▶ _Exercise details_
In the records below, locate the line containing "Task: spot one point per instance of the blue"; output that line and every following line through the last, exactly.

▶ _The data_
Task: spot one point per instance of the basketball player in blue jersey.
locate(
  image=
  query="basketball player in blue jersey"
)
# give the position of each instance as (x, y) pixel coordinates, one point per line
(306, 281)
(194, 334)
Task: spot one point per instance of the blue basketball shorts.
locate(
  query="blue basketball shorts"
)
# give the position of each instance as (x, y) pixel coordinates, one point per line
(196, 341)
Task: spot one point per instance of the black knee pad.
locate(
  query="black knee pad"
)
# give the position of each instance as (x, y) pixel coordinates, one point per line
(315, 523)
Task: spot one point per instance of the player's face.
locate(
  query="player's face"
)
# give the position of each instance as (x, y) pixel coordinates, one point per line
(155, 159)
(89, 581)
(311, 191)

▶ _Expected answer_
Task: spot one point per instance of the blue basketball shorts.
locate(
  query="blue basketball shorts"
)
# give the position of each instance as (x, y) pixel coordinates, one point per line
(196, 341)
Task: spot one point per instance of the black knee pad.
locate(
  query="black knee pad"
)
# give the position of each instance as (x, y) pixel coordinates, one point per line
(315, 523)
Task: spot one point per instance of the player's face.
locate(
  query="player's face"
)
# give the position of each instance as (x, y) pixel coordinates, one point per line
(155, 159)
(89, 581)
(311, 191)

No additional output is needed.